> **EXERCISE AIM**: Repeat every one of these rows exactly as they appear, but leave the pictures out of your answer.

> **Dataset rows**:

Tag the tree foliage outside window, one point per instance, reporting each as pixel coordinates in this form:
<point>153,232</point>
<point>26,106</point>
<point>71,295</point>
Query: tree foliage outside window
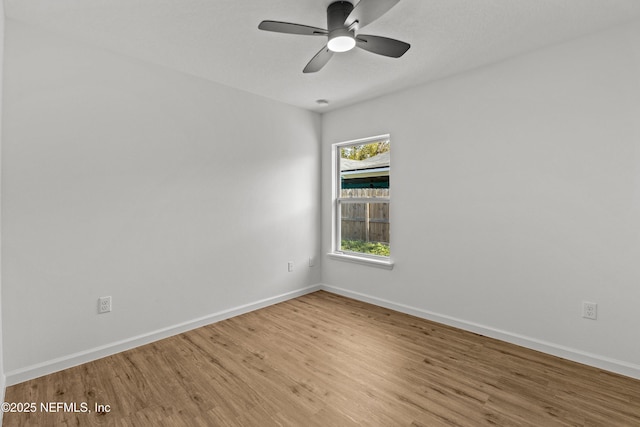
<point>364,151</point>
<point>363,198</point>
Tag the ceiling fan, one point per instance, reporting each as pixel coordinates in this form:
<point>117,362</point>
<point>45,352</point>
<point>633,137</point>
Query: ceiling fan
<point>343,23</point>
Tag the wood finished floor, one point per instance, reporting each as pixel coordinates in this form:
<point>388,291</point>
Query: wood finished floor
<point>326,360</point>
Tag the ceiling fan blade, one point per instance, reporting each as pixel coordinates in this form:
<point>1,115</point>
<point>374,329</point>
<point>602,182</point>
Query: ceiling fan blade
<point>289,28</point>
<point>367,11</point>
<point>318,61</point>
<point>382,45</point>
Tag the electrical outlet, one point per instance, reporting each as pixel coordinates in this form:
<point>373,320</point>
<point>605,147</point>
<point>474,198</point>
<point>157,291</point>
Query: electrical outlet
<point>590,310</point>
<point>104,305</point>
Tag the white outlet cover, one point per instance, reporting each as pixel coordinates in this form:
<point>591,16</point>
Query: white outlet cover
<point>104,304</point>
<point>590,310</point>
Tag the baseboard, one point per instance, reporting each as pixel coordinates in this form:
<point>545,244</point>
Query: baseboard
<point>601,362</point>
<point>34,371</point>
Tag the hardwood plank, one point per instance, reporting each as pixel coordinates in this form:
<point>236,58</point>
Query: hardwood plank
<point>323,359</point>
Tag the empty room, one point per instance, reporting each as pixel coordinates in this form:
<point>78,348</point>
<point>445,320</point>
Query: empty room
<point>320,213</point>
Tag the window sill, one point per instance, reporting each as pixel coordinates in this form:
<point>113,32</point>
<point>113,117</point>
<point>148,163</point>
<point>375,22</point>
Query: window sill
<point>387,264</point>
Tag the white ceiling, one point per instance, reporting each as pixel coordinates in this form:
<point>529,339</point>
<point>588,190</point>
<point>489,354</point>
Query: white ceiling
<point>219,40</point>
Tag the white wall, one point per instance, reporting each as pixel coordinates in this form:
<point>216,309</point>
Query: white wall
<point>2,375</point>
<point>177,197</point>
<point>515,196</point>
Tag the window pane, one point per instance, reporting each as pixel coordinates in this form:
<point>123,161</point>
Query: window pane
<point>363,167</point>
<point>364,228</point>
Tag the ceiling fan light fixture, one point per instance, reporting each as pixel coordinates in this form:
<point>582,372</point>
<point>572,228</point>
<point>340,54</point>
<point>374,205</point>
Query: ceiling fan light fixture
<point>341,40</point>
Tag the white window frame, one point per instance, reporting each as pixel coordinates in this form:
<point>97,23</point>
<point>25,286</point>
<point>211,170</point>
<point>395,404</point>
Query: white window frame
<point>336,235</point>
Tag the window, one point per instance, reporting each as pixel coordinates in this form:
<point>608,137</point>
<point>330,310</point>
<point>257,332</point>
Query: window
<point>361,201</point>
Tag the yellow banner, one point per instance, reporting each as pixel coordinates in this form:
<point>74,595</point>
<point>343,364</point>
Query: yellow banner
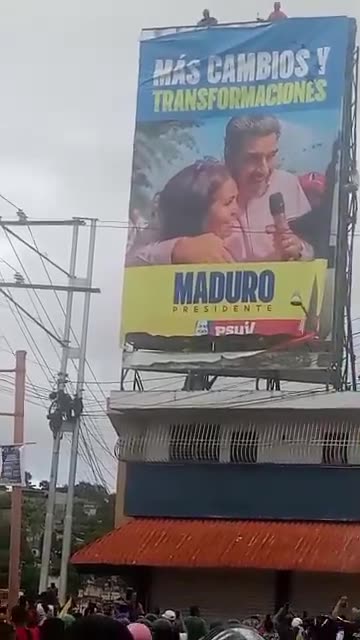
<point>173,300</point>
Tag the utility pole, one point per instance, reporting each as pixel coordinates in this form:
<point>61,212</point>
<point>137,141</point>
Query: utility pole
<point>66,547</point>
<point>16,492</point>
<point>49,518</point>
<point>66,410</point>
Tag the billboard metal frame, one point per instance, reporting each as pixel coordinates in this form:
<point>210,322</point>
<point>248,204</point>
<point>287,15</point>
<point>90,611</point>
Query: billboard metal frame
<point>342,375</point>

> **RESULT**:
Tag the tree foliage outside window, one point per instance, reporting each as pixel coordinates in this form:
<point>153,232</point>
<point>26,106</point>
<point>71,295</point>
Query: tree foliage outside window
<point>364,151</point>
<point>363,198</point>
Tag the ceiling fan, one point per instance, reporting each as pixel coordinates in this form:
<point>117,362</point>
<point>45,352</point>
<point>633,137</point>
Query: ceiling fan
<point>343,23</point>
Tag the wood finished floor, one point per instance, reporting each as pixel coordinates in this form:
<point>388,291</point>
Query: wood finished floor
<point>326,360</point>
Tag the ceiling fan blade, one point per instance, reporting each as pixel coordinates in this form:
<point>1,115</point>
<point>374,329</point>
<point>602,182</point>
Query: ceiling fan blade
<point>289,28</point>
<point>367,11</point>
<point>318,61</point>
<point>382,45</point>
Tag the electrical outlet, one point per instance, reporting each as pixel coordinates in this form:
<point>373,320</point>
<point>605,147</point>
<point>474,198</point>
<point>157,291</point>
Query: electrical outlet
<point>590,310</point>
<point>104,305</point>
Tag the white outlet cover, one point per instance, reporting each as pixel coordinates in this form:
<point>591,16</point>
Query: white outlet cover
<point>104,304</point>
<point>590,310</point>
Tag the baseboard, one point per instance, reporting each as pixel coordinates in this form:
<point>545,244</point>
Query: baseboard
<point>601,362</point>
<point>34,371</point>
Tag the hardwood plank, one point per instance, reporting each as pixel coordinates in this form:
<point>236,58</point>
Query: hardwood plank
<point>323,359</point>
Tag the empty room, one point per instance, reporting each as pixel coordinates in this form:
<point>78,348</point>
<point>445,320</point>
Query: empty room
<point>320,213</point>
Tag the window sill, one point per instance, reporting each as pixel coordinates in this form:
<point>113,32</point>
<point>113,117</point>
<point>148,163</point>
<point>375,22</point>
Query: window sill
<point>387,264</point>
Tag the white ceiling, one point per instance, reporting each as pixel coordinates in this form:
<point>529,339</point>
<point>588,190</point>
<point>489,354</point>
Query: white ceiling
<point>219,40</point>
Tag the white wall, one point per instance, reporting each as pixel coordinates in this form:
<point>216,309</point>
Query: white wall
<point>2,375</point>
<point>177,197</point>
<point>515,196</point>
Tag the window pane, one point per instance, reporting each as pixel coordinates in this form:
<point>123,161</point>
Query: window pane
<point>363,167</point>
<point>364,228</point>
Tag the ceiling fan light fixture, one point per instance, reporting each as pixel coordinates in this form:
<point>582,372</point>
<point>572,228</point>
<point>340,54</point>
<point>374,205</point>
Query: ceiling fan light fixture
<point>341,40</point>
Tag the white window frame, one point per instance, reporting each as pixel coordinates in this form:
<point>97,23</point>
<point>25,286</point>
<point>211,170</point>
<point>395,404</point>
Query: white window frame
<point>336,235</point>
Tag the window, one point per instance, reporting each as pixel coordinates in this form:
<point>608,137</point>
<point>330,310</point>
<point>257,332</point>
Query: window
<point>361,201</point>
Tag the yellow banner, one point per instance, reporting each as pixel coordinates in this form:
<point>74,595</point>
<point>343,364</point>
Query: yellow banner
<point>173,300</point>
Tag the utility pole, one point per instance, reporting each as pixel coordinates in this form:
<point>61,212</point>
<point>137,141</point>
Query: utility pole
<point>66,547</point>
<point>16,492</point>
<point>49,518</point>
<point>66,410</point>
Tag the billboard metal frame, one point per instance, reporting each as pixel coordinates in this form:
<point>210,322</point>
<point>248,204</point>
<point>287,15</point>
<point>90,611</point>
Query: billboard metal frame
<point>342,375</point>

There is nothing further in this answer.